Bull Rider Rides for the Kids

 

By age 6, Andrew Coughlin of De Smet, S.D. knew he wanted to be a cowboy. Now, at age 26, he’s a PRCA pro and spends his year criss-crossing the United States, attending some 150-200 rodeos a year and putting countless miles on his Chevy Malibu.

Coughlin comes from a long line of rodeo competitors on his mother’s side, including his mother herself, who not only raced barrels, but entered so-called ‘powder puff’ rodeos in which female competitors perform all of the events, including rough stock. Coughlin’s mother was a bull rider. Today, so is he.

“I’ve always liked bull riding,” he said. “All my uncles rode bulls and everything, so I kept going with them. My oldest uncle was the first one to put me on a calf and pull my rope and everything, he was my idol since I was little.”

Saturday was not Coughlin’s first time to San Angelo, and he says he loves the place. The people are friendly, there’s no snow, and “the hospitality here is the best ones I’ve seen,” he said with a laugh, having just finished eating a fresh meal after his run.

Like most riders, Coughlin describes competing as a rush, but says there are other things he loves about being part of the rodeo circuit. “[My favorite part is] just getting out and meeting the people. We love bull riding—we love to do it. It only lasts eight seconds, but it’s meeting new people along the way, I mean, every state we have a friend somewhere, so that’s always nice,” he said.

> Information provided:
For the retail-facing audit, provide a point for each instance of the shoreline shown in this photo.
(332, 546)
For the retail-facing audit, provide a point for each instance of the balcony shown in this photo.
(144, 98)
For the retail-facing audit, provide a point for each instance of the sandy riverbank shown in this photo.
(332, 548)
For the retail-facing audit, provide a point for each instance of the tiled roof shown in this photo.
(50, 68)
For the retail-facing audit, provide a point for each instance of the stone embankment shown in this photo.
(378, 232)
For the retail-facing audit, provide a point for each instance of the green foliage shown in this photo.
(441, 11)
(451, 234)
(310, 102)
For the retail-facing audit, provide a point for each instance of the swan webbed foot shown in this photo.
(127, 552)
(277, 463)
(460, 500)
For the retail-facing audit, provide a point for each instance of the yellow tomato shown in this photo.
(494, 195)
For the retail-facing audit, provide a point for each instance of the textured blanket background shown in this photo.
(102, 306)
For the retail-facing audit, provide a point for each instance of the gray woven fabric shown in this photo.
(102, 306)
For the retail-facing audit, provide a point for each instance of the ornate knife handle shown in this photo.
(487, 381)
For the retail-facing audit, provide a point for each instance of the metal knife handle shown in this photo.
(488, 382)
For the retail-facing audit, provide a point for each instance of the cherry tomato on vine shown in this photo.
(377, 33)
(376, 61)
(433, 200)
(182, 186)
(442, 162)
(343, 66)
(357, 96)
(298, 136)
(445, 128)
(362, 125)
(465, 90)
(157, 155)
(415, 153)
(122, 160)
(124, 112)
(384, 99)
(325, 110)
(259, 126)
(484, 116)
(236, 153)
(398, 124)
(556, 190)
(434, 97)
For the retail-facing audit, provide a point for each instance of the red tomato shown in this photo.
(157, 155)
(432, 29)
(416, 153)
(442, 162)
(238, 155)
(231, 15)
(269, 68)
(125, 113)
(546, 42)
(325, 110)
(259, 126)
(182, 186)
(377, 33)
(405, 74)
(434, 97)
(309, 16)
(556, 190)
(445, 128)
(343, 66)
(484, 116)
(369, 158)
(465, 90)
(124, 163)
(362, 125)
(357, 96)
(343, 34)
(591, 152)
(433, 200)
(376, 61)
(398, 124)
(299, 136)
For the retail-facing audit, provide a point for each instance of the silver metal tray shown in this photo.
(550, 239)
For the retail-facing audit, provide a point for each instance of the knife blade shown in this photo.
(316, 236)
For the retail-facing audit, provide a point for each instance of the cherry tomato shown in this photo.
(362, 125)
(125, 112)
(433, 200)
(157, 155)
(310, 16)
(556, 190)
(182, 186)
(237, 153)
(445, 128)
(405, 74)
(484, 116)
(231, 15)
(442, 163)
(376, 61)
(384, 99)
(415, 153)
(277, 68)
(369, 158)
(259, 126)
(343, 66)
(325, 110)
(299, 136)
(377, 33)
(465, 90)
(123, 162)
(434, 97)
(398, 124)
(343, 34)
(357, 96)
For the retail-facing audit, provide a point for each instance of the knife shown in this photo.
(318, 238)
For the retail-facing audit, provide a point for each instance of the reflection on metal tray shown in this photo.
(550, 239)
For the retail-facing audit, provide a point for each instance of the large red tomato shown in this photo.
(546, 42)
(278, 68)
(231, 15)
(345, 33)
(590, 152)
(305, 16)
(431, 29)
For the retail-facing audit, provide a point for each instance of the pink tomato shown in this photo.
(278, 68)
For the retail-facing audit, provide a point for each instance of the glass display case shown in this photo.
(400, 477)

...

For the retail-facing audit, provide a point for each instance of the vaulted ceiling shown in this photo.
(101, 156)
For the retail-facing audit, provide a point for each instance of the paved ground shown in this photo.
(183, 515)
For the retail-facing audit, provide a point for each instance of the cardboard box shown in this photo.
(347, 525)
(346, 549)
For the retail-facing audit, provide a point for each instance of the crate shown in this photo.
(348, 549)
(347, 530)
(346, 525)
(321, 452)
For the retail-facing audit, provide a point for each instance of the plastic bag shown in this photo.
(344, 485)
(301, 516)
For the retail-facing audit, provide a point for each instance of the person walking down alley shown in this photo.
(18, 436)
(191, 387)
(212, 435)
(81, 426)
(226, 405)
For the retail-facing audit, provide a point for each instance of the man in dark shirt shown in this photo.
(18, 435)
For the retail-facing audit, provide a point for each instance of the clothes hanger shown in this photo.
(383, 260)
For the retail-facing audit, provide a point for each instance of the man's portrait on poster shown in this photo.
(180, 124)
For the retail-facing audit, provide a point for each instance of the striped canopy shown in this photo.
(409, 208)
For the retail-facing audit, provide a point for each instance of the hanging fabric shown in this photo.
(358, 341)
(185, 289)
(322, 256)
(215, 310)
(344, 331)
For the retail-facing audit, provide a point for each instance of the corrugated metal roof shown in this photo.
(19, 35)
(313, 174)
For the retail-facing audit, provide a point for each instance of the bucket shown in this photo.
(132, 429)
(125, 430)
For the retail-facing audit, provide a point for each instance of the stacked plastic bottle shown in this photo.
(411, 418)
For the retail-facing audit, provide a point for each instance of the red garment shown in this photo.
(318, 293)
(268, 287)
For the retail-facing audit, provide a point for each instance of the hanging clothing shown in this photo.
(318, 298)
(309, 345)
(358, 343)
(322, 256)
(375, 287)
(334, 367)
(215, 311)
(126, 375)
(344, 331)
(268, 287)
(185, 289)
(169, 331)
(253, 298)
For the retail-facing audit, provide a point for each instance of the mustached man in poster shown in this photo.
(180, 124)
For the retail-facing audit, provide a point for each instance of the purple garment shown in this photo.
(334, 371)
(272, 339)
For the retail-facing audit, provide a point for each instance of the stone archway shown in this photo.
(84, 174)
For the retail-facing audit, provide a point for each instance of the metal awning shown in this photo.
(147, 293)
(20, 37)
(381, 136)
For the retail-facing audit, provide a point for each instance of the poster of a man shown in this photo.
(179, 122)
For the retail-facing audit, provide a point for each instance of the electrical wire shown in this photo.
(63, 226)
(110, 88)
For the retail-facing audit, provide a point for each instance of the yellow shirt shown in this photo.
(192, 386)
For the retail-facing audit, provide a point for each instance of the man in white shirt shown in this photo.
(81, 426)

--

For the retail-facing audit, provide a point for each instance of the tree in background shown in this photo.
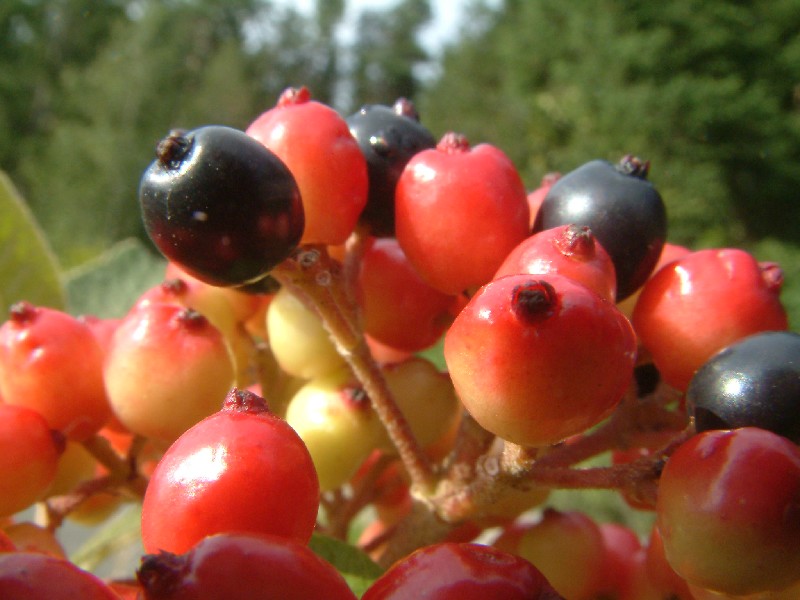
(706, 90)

> Description of the task: Please transcribe the bull rider article between "Saturday was not" and "after his run.", inclusive.

> Written reply:
Saturday was not Coughlin’s first time to San Angelo, and he says he loves the place. The people are friendly, there’s no snow, and “the hospitality here is the best ones I’ve seen,” he said with a laugh, having just finished eating a fresh meal after his run.